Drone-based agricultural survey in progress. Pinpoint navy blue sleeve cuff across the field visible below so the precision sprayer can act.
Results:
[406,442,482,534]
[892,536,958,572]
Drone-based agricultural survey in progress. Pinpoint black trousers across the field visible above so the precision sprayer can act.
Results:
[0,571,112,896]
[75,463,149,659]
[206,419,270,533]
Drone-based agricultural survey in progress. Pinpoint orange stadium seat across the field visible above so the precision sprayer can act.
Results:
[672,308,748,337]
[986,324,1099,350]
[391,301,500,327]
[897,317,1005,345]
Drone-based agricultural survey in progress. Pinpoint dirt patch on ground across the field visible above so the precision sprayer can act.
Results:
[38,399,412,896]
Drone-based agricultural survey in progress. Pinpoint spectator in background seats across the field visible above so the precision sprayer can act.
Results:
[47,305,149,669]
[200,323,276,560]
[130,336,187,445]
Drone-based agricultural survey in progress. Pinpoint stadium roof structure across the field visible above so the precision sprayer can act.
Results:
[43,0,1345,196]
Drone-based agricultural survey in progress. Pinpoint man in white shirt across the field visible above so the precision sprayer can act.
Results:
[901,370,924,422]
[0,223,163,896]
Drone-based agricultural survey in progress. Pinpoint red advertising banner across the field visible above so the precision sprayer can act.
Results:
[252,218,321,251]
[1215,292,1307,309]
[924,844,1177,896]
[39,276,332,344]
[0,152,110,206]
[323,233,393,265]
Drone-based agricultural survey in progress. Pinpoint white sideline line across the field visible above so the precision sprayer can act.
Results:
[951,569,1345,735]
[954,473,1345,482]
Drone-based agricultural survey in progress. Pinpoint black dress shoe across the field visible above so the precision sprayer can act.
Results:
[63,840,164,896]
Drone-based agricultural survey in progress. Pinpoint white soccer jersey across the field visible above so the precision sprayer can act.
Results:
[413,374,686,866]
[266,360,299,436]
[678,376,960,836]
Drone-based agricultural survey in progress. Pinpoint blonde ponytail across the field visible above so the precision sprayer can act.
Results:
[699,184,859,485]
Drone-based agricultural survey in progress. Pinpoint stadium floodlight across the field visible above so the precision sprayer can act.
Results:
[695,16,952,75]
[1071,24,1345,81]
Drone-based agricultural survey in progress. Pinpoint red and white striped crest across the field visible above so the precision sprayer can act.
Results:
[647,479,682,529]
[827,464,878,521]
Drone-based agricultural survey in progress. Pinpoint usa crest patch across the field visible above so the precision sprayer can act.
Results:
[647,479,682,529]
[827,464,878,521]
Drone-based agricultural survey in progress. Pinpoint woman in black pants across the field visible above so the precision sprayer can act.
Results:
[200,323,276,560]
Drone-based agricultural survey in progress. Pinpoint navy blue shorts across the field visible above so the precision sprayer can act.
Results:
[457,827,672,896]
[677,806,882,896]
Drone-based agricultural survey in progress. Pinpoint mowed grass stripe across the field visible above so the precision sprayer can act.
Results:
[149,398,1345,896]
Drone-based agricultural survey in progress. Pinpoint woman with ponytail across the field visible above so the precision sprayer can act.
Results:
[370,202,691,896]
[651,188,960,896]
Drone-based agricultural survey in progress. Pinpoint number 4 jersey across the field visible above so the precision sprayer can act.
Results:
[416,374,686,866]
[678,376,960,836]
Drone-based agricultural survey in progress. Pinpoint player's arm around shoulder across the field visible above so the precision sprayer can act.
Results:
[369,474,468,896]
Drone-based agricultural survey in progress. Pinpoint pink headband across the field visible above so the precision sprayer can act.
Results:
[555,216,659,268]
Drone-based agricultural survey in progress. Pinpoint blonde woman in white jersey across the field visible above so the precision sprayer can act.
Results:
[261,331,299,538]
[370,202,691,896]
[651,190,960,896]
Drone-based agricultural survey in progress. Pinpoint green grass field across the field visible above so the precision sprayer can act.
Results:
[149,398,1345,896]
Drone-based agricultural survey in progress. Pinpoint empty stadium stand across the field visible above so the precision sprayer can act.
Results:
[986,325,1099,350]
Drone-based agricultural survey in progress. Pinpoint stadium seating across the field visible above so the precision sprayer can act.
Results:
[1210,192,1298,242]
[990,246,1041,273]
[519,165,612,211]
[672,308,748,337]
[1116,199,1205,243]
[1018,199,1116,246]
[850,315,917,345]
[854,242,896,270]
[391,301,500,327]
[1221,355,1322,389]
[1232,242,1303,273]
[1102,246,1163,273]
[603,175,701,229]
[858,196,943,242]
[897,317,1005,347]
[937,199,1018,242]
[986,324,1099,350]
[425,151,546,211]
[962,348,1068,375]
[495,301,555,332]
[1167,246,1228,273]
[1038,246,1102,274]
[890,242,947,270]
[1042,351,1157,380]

◆ TASK OBJECTIVE
Select and copy every line in the entries above that contains the word "patch".

◆ SOLUTION
Drone-based agricultural survey in progress. Pinpoint dirt patch on ground across the field visible above so the precision sprayer can act.
Drone-based agricultural survey in progress. Pinpoint usa crest patch across the field visible above so the precision sprayer can act.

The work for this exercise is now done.